Raw records:
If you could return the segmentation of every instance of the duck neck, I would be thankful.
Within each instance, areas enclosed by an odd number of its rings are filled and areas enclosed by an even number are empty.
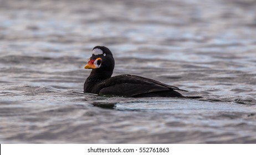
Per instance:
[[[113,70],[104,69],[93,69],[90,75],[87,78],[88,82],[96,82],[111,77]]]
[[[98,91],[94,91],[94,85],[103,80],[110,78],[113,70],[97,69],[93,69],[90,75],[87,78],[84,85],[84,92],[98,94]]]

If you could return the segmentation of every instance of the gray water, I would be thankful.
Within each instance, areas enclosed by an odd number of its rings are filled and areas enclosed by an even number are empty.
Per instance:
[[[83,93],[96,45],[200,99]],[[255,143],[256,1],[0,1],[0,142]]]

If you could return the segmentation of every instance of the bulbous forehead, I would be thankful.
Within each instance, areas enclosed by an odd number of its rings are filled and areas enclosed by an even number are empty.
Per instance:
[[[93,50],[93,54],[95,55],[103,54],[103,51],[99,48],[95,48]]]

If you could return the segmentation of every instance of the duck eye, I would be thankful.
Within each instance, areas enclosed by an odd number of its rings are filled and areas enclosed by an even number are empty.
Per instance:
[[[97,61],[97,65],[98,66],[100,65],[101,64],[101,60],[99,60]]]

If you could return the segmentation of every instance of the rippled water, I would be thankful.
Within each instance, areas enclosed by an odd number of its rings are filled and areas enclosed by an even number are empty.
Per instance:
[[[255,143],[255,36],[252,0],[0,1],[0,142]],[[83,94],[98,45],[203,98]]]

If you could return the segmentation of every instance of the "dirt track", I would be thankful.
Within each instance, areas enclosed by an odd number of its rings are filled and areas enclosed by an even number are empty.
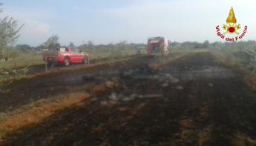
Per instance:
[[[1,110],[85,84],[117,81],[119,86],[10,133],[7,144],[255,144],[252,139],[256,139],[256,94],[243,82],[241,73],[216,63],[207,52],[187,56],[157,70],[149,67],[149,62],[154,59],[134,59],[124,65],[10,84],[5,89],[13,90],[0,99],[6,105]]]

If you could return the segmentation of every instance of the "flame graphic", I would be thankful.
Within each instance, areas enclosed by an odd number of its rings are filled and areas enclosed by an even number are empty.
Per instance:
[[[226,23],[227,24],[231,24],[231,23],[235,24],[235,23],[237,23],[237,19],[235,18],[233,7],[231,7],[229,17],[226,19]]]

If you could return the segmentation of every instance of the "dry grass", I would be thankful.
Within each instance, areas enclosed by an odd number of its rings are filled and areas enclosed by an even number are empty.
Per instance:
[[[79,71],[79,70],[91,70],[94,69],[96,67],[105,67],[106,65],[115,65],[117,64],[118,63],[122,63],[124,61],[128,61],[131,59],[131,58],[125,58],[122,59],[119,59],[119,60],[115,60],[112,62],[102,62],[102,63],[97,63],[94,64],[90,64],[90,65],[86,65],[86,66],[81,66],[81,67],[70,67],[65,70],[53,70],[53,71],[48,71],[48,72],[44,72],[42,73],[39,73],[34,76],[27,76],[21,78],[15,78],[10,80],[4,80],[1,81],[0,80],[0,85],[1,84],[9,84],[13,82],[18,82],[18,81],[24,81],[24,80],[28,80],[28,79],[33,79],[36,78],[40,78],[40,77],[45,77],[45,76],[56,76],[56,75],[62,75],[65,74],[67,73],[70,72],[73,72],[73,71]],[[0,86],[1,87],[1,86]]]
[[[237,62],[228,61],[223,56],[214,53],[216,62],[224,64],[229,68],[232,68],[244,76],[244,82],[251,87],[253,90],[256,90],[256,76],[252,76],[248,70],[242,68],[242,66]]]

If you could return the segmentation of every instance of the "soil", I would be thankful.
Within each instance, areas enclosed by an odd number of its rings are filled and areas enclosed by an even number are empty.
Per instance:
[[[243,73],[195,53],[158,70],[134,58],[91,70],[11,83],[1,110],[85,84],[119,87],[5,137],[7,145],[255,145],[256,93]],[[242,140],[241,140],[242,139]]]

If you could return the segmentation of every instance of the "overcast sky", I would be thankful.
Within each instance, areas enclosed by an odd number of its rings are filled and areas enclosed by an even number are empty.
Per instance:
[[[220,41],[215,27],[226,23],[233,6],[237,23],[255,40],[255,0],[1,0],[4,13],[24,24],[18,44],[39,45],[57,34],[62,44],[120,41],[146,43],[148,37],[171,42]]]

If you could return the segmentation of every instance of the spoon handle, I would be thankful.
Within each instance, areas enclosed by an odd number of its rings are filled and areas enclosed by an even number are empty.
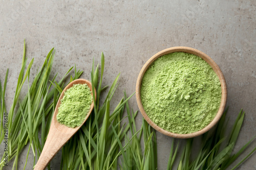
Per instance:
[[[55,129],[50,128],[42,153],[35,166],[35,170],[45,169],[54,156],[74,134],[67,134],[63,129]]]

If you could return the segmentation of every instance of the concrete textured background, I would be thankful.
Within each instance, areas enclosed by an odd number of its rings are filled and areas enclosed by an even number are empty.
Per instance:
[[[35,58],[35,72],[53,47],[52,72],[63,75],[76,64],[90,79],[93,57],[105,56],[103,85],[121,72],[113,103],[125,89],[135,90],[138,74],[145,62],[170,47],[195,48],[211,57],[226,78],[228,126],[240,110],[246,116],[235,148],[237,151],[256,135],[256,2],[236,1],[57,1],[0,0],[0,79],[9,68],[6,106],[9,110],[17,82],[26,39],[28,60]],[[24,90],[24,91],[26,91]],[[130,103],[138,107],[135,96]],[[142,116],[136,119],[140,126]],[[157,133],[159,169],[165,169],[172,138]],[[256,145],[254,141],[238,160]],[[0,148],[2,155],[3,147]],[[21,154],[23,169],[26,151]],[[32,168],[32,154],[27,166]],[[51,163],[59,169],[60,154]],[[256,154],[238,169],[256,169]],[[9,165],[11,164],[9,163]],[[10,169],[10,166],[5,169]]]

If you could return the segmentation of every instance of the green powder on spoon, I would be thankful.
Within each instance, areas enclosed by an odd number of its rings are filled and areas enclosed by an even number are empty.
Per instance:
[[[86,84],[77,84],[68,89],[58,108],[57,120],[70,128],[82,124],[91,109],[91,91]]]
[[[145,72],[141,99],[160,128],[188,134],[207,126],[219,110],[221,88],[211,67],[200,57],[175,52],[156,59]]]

- _Request_: Convert the records into a two-column CSV with the headers input and output, starting at the line that contains "spoon, I would be thankful." and stopping at the end of the records. Give one row per record, with its text in input and its answer in output, each field in double quotes and line breaks replaced by spaces.

- _Solution to the exercise_:
input,output
"If you could return the segmentation of every instance of the green powder on spoon, I would be thankful. Within each instance, areas enclosed by an odd number of its rings are filled and areas enclosed by an even number are empty. Per instance:","[[[86,84],[77,84],[68,89],[58,108],[57,120],[70,128],[82,124],[91,109],[91,91]]] [[[145,72],[141,99],[160,128],[188,134],[207,126],[219,110],[221,88],[211,67],[200,57],[175,52],[156,59]]]"